Please reproduce every line of the data below verbatim, leaving out the pictures.

● ● ●

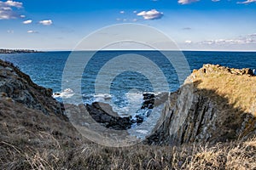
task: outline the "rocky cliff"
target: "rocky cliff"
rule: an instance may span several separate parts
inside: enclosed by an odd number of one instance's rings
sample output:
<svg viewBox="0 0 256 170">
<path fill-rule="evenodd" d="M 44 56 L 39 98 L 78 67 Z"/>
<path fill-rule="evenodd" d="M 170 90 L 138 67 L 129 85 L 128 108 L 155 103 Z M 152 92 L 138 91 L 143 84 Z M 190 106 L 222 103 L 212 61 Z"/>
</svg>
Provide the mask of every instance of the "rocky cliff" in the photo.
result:
<svg viewBox="0 0 256 170">
<path fill-rule="evenodd" d="M 63 106 L 52 98 L 52 89 L 35 84 L 28 75 L 13 64 L 0 60 L 0 99 L 23 104 L 46 115 L 55 114 L 62 118 Z"/>
<path fill-rule="evenodd" d="M 250 69 L 204 65 L 170 95 L 150 144 L 217 143 L 256 133 L 256 76 Z"/>
<path fill-rule="evenodd" d="M 43 152 L 55 144 L 67 147 L 79 141 L 79 133 L 51 95 L 51 89 L 35 84 L 28 75 L 0 60 L 1 163 L 14 159 L 9 152 L 10 144 L 19 153 L 28 147 Z"/>
</svg>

● ● ●

_Correct output_
task: outline the "rocky cliff"
target: "rocky cliff"
rule: an instance may span several separate parts
inside: enclosed by an odd number of one instance's rings
sample output:
<svg viewBox="0 0 256 170">
<path fill-rule="evenodd" d="M 44 56 L 39 98 L 78 67 Z"/>
<path fill-rule="evenodd" d="M 170 90 L 138 67 L 129 85 L 128 108 L 155 103 Z M 152 92 L 138 91 L 143 84 Z M 190 106 L 222 103 L 212 61 Z"/>
</svg>
Provide the mask of every instance of the "rocky cliff" in the photo.
result:
<svg viewBox="0 0 256 170">
<path fill-rule="evenodd" d="M 63 106 L 52 98 L 52 89 L 35 84 L 28 75 L 13 64 L 0 60 L 0 99 L 23 104 L 46 115 L 55 114 L 62 118 Z"/>
<path fill-rule="evenodd" d="M 250 69 L 204 65 L 170 95 L 150 144 L 217 143 L 256 133 L 256 76 Z"/>
<path fill-rule="evenodd" d="M 43 152 L 55 144 L 67 147 L 79 141 L 79 133 L 51 95 L 51 89 L 35 84 L 28 75 L 0 60 L 1 163 L 14 159 L 9 152 L 10 144 L 19 153 L 28 147 Z"/>
</svg>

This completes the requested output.